Ay, Lomloe
La conversación educativa vive actualmente en un clima inhóspito y fracturado en el que muchos anhelamos un debate serio y constructivo sobre la necesidad de repensar la enseñanza
Hay mucha gente a la que la última reforma educativa le duele. La norma que derogó los desvaríos mercantilistas de la Lomce —con su quiebra del sistema de becas, sus mecanismos segregadores, retorcidas reválidas y recortes viscerales— nos sumerge una vez más en un bucle de hastío y desazón, aprovechado para enconar disputas y popularizar voces mediáticas influyentes que, mediante una queja sonora que se hiende, se alzan como timones de la protesta, sin ofrecer nada concreto a cambio.
Venimos de otra ley nacida sin consenso y rechazada en cada vértice, y así lo constataron estudios como el realizado por la Universidad Autónoma de Madrid en 2016, donde un 80% del profesorado encuestado se manifestó en contra de la Lomce. Si ahora se repitiera un sondeo similar con la Lomloe, los datos arrojados podrían ser parecidos: la octava ley educativa de la democracia española enfrenta y duele, con un dolor que, descontextualizado, pudiera recordar al de la España noventayochista.

***

● Enunciado 1:
Responde estas preguntas sobre el texto acerca de la Lomloe:
(a) ¿Qué norma derogó la última reforma educativa?
(b) ¿Qué porcentaje del profesorado encuestado en el estudio de 2016 se manifestó en contra de la Lomce?
(c) ¿Qué número ocupa la Lomloe entre las leyes educativas de la democracia española?

● Entradas del listado:
***

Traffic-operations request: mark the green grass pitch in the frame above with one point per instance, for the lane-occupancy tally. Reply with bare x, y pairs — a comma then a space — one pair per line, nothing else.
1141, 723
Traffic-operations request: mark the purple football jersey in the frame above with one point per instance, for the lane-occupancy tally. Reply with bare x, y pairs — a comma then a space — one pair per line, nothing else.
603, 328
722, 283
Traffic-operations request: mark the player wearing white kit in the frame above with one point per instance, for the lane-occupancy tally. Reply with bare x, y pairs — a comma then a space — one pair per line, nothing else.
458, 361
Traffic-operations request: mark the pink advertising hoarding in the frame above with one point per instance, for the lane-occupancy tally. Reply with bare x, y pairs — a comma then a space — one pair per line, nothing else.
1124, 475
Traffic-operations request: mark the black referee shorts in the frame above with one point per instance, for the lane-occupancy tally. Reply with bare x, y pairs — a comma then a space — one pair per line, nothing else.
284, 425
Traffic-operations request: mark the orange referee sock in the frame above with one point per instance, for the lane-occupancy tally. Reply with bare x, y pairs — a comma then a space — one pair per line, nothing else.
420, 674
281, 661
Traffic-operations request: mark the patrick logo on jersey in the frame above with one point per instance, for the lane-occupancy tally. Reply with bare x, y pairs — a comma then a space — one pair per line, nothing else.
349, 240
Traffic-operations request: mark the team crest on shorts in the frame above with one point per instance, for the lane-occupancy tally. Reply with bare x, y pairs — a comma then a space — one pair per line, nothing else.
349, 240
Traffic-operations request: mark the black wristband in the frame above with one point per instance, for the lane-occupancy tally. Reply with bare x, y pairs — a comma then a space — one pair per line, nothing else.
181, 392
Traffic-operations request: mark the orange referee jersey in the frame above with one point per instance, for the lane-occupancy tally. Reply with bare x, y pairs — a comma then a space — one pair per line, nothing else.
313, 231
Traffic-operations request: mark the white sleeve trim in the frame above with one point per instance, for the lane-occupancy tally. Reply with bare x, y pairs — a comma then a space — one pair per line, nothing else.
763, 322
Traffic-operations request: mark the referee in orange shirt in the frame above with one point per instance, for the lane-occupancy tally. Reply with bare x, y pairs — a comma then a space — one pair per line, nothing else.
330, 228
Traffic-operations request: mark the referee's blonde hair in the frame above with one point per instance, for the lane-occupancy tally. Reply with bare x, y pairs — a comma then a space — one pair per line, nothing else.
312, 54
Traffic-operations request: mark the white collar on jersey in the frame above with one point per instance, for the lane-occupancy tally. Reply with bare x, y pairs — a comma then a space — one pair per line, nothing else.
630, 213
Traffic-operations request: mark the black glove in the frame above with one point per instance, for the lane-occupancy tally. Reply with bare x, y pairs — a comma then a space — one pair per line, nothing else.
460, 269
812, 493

***

● Enunciado 2:
Reúne todas las líneas del listado que contengan la palabra "sleeve".

● Respuesta correcta 1:
(a) La Lomce.
(b) Un 80%.
(c) Es la octava.

● Respuesta correcta 2:
Traffic-operations request: mark the white sleeve trim in the frame above with one point per instance, for the lane-occupancy tally. Reply with bare x, y pairs — a comma then a space — one pair per line, nothing else.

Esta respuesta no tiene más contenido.